Spartan Small Cap Index Fund seeks to provide investment results that correspond to the total return of stocks of small-capitalization United States Companies by investing at least 80% of assets in securities included in the Russell 2000 Index.

Spartan Mid Cap Index Fund seeks to provide investment results that correspond to the total return of stocks of mid-capitalization United States companies by investing at least 80% of assets in securities included in the Russell Midcap Index.

Fidelity GNMA Fund seeks a high level of current income consistent with prudent investment risk by normally investing at least 80% of assets in Ginnie Mae’s and repurchase agreements for Ginnie Maes investing in other U.S. Government securities and instruments related to U.S. Government securities. The fund may engage in transactions that have a leveraging effect on the fund, and may also consider the potential for capital gain.

 

11


Thrift Plan for Employees of Murphy Oil Corporation

Notes to Financial Statements (Contd.)

 

Vulcan Value Partners Small Cap seeks to achieve long-term capital appreciation by investing primarily in publicly traded small-cap companies that are both undervalued and possess sustainable competitive advantage. The core position in the fund is generally 5% of the fund’s portfolio and holds about 20 companies across various industries. The fund may invest up to 30% of its assets in publicly traded foreign securities and may hold up to 10% of net assets in illiquid securities.
────
GOAL OF THE EXERCISE: Quote the part of the fund descriptions that opens with the words containing "Spartan Mid Cap" and closes with "for capital gain.". The entries that come next have no connection to the fund descriptions.
────
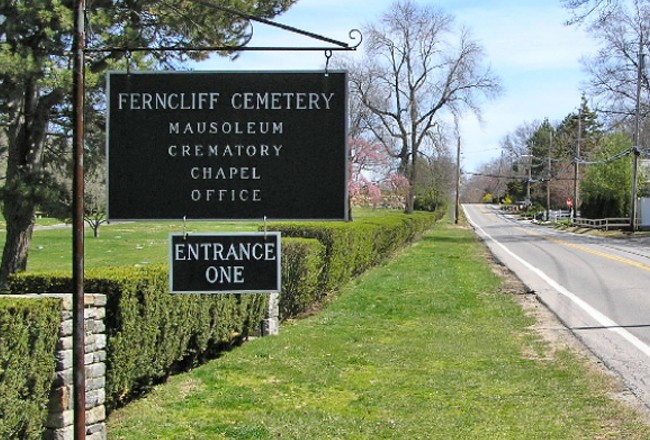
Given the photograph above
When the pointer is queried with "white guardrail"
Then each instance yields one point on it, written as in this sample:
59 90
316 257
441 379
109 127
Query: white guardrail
602 223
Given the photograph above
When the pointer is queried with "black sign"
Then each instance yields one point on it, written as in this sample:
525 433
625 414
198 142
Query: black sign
225 263
227 145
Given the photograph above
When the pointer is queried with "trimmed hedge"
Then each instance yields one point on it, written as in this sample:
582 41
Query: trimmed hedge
353 247
29 332
151 333
302 262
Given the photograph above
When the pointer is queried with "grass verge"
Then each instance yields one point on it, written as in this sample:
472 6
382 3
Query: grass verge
425 347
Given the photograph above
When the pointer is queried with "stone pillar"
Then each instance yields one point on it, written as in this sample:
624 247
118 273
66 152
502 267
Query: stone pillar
59 423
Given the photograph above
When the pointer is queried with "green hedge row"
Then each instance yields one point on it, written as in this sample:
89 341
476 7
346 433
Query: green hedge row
29 331
350 248
151 333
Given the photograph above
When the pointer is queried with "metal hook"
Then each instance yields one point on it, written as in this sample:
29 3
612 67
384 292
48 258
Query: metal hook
328 55
127 55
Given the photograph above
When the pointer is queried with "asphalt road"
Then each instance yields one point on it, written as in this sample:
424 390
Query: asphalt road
598 287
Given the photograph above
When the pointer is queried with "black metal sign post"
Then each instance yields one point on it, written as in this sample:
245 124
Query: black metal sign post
79 49
79 366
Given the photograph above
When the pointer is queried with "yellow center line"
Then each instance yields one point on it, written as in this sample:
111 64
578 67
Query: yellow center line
588 250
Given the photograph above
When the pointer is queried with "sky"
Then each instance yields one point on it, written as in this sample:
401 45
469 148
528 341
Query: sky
527 44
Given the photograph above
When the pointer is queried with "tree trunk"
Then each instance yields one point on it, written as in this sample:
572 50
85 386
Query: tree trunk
20 225
26 137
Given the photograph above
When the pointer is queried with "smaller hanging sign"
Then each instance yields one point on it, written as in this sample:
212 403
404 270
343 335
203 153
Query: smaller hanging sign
225 263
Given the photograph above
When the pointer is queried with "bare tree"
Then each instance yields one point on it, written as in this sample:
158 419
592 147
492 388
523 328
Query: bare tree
418 70
614 70
590 10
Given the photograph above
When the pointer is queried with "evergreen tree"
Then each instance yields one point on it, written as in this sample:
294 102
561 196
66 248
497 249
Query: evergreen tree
36 79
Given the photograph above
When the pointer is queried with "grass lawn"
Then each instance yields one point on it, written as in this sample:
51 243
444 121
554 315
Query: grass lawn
134 243
427 346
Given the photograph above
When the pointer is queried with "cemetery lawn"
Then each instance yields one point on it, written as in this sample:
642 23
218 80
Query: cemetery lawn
432 345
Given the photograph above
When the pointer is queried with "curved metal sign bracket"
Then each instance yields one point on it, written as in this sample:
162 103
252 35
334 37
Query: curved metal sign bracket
354 35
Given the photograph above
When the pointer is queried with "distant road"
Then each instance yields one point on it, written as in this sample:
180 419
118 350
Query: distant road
599 287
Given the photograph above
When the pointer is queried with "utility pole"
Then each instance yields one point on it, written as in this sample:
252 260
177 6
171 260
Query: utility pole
548 177
78 305
457 206
576 168
637 135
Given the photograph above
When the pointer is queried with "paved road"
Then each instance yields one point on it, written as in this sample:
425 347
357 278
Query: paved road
598 287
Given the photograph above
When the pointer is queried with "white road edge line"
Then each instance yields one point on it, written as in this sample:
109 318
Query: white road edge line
603 320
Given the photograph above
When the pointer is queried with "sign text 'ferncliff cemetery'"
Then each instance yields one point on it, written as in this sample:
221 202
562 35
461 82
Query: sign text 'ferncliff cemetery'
202 145
233 263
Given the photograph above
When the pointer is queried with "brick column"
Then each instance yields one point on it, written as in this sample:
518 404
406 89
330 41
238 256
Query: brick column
59 424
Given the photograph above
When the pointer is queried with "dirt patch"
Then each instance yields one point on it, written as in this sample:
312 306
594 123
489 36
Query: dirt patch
560 338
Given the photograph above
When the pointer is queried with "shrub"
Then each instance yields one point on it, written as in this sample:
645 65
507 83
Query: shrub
29 331
350 248
302 262
151 333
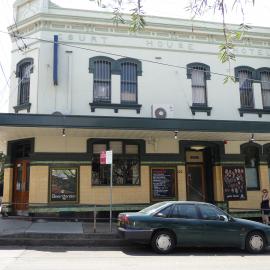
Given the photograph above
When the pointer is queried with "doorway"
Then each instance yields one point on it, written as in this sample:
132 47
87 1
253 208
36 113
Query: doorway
20 152
21 185
199 175
195 182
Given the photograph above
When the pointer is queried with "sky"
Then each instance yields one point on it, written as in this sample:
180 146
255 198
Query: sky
257 15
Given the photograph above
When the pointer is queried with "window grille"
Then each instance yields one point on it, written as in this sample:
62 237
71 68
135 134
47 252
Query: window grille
198 87
128 83
246 88
24 83
265 83
102 81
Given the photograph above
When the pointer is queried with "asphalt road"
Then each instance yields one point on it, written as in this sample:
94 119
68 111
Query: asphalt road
129 258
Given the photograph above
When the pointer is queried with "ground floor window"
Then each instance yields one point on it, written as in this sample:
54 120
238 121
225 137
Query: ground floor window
126 164
63 184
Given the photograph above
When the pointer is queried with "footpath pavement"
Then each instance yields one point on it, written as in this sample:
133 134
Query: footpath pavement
18 231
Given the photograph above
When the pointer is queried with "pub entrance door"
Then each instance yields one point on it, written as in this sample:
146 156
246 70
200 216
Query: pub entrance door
21 186
195 182
199 175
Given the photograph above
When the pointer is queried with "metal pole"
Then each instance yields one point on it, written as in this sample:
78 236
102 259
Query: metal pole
95 220
111 198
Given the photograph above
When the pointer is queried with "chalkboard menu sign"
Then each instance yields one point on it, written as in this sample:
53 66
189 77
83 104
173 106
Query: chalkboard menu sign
234 183
163 183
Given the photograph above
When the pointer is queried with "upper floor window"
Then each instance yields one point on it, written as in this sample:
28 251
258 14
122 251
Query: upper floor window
23 70
198 73
251 152
245 76
129 70
264 77
101 67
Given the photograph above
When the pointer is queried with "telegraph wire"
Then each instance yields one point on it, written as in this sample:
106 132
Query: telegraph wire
2 69
125 56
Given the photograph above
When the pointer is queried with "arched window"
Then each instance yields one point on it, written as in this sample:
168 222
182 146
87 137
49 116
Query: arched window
198 73
245 76
23 70
263 74
130 69
101 67
266 152
252 153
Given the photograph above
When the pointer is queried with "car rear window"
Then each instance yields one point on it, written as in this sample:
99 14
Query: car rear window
188 211
153 208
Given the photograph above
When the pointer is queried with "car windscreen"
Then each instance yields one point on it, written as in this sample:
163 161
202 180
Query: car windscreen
153 208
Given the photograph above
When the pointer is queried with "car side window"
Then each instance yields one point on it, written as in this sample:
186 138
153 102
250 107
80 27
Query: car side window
184 211
164 212
209 212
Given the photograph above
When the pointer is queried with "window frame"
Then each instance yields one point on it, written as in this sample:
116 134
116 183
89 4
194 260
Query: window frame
246 150
259 75
24 104
138 65
207 76
252 72
123 156
92 65
64 167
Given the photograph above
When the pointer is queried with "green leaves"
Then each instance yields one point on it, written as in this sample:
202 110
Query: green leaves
2 162
118 17
137 22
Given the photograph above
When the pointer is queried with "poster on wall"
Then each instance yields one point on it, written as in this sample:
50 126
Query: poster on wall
163 183
63 185
234 183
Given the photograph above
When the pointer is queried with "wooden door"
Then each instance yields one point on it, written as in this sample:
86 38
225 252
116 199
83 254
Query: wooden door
21 185
195 182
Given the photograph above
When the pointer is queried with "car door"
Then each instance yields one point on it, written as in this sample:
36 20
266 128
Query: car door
217 230
184 220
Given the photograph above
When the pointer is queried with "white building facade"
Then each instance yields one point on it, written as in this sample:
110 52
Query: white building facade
157 98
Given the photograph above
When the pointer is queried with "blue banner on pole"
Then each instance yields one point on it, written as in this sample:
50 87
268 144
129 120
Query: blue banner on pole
────
ANSWER TO THIS TASK:
Spartan Mid Cap Index Fund seeks to provide investment results that correspond to the total return of stocks of mid-capitalization United States companies by investing at least 80% of assets in securities included in the Russell Midcap Index.

Fidelity GNMA Fund seeks a high level of current income consistent with prudent investment risk by normally investing at least 80% of assets in Ginnie Mae’s and repurchase agreements for Ginnie Maes investing in other U.S. Government securities and instruments related to U.S. Government securities. The fund may engage in transactions that have a leveraging effect on the fund, and may also consider the potential for capital gain.